Rewrite every item below, replacing "Practice step" with "Labeling task" and changing nothing else. Leave out the pictures.
[Task inputs start]
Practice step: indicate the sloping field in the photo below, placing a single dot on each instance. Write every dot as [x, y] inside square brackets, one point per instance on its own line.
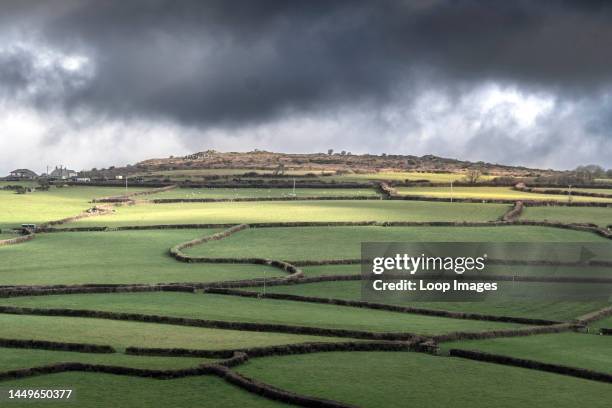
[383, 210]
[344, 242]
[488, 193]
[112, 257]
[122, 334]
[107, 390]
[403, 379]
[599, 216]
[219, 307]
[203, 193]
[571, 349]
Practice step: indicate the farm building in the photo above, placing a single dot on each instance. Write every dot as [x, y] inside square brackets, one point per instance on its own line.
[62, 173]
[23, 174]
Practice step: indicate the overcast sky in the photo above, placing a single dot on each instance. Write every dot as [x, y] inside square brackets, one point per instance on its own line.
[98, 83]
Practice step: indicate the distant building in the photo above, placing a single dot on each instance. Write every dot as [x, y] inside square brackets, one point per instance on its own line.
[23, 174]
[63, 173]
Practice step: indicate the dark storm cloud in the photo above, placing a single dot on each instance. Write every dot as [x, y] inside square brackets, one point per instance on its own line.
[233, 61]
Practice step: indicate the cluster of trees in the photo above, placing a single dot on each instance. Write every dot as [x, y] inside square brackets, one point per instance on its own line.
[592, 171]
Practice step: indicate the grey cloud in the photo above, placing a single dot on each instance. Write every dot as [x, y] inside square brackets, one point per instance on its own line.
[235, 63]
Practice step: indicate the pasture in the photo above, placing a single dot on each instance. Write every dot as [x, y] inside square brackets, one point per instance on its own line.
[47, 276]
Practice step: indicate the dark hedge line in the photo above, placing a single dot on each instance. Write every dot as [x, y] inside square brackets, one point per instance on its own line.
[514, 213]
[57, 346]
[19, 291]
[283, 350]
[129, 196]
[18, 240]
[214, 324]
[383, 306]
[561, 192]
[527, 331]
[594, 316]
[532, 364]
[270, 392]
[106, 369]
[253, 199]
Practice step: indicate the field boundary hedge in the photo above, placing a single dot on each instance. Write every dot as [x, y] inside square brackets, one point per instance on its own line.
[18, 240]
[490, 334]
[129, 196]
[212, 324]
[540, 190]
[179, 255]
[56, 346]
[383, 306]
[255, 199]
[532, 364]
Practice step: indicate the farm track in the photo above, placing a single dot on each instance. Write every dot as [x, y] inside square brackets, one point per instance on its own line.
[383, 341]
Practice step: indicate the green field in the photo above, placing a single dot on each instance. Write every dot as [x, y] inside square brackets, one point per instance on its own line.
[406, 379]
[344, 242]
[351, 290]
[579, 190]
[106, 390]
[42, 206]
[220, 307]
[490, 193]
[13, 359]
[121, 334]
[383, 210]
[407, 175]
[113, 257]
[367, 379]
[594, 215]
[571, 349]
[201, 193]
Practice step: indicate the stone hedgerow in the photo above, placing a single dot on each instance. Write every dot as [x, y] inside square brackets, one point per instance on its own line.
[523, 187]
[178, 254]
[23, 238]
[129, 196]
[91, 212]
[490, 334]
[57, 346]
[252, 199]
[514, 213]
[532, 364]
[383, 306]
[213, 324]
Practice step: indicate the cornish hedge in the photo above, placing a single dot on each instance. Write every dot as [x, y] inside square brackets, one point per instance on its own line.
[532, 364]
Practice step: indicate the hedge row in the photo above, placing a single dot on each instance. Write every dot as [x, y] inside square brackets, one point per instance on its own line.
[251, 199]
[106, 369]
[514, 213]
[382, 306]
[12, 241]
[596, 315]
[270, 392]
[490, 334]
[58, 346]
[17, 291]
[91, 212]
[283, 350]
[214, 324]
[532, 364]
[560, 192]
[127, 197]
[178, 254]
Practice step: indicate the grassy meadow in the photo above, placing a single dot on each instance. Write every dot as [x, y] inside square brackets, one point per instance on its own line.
[Task inputs end]
» Completed task
Labeling task: indicate the sloping field in the photo below, placing a single dot on each instance. Write every dot as [x, y] inside square brackets, one point per instance on its own line.
[383, 210]
[344, 242]
[488, 193]
[112, 257]
[122, 334]
[107, 390]
[403, 379]
[599, 216]
[219, 307]
[203, 193]
[571, 349]
Labeling task: indicate the farm building in the photo above, placing a single dot on each instance. Write every dot as [x, y] inside square brackets, one point per instance on its own line.
[62, 173]
[23, 174]
Labeling task: indicate the overcast sky in the photo above, placing a single dot on each instance. Write every dot as [x, y] inside square brackets, one point per instance on its own line.
[98, 83]
Labeling task: indicate the distant building in the photo above, placing a single dot on each instance. Write every dot as [x, y] inside square brackets, one point per instance on its own line.
[23, 174]
[63, 173]
Labeling task: indicate the dark storm cloud in the photo above, placing a single dot on each instance. Write every dot as [x, y] inside square brackets, one point per instance on its own line.
[233, 61]
Labeling task: indicate the cluster of trees in the photo above, placing a single dot on each instance. Write every dot as [x, y] inside square brackets, one point per instance on its own line.
[592, 171]
Labeling task: indicate the grey cloud in the photo above, placing a single dot on each instance. Write every dot as [x, y] inside square brackets, one point per instance on its own line.
[235, 63]
Labeling task: indicate the pasture in the photo above, placing a single dot on each instance. Write every dot as [x, y] inside square brackets, one point per instance on its own line.
[47, 276]
Labeling task: indicate the dark hedge line in the photo above, placing a single dot on each instance. Write every dot as [x, y] inside square brackets, one point per instance on its own line.
[514, 213]
[57, 346]
[19, 291]
[283, 350]
[129, 196]
[18, 240]
[214, 324]
[383, 306]
[561, 192]
[527, 331]
[594, 316]
[532, 364]
[270, 392]
[106, 369]
[253, 199]
Labeling task: indicate the field boundary hedge in the photo above, placing a single dot on each instance. Write every dot as [x, y] inside square brackets, one point per instance on its own line.
[18, 240]
[490, 334]
[129, 196]
[212, 324]
[540, 190]
[179, 255]
[56, 346]
[383, 306]
[255, 199]
[532, 364]
Labeling task: indicate the farm track in the photo above, placing a single dot on each instance. Write every dot as [x, y] inside square brackets, one point per instance on its own line.
[383, 341]
Labeling task: indicate the green field in the photo above, placing a single dot on each instance. Write every dot as [x, y] inside square brackets, one point per instance on its own line.
[406, 379]
[344, 242]
[351, 290]
[579, 190]
[106, 390]
[42, 206]
[220, 307]
[490, 193]
[13, 359]
[121, 334]
[383, 210]
[407, 175]
[113, 257]
[367, 379]
[594, 215]
[571, 349]
[201, 193]
Labeling task: indicate the stone hedgerow in the photo above, placing a single dot on each instance. Write every dot as [x, y] inside square brackets, one point per instance on its own line.
[523, 187]
[178, 254]
[23, 238]
[129, 196]
[91, 212]
[490, 334]
[57, 346]
[252, 199]
[514, 213]
[532, 364]
[383, 306]
[213, 324]
Labeling task: indicate the cornish hedge in the photo above, placing a single dot on each instance. Write every dot as [x, y] inside square brackets, one point per instance on its own line.
[532, 364]
Labeling task: indicate the hedge row in the photo above, placing a single dot on each instance. Write every dot as [x, y] inside square brackets, one point per instance on its own line.
[251, 199]
[106, 369]
[514, 213]
[382, 306]
[12, 241]
[596, 315]
[270, 392]
[490, 334]
[58, 346]
[17, 291]
[91, 212]
[283, 350]
[214, 324]
[532, 364]
[560, 192]
[127, 197]
[178, 254]
Labeling task: indicate the grassy meadow in the photo above, placing a single dot on each instance. Write every dot as [x, y] inside square brackets, one point per instance on its own line.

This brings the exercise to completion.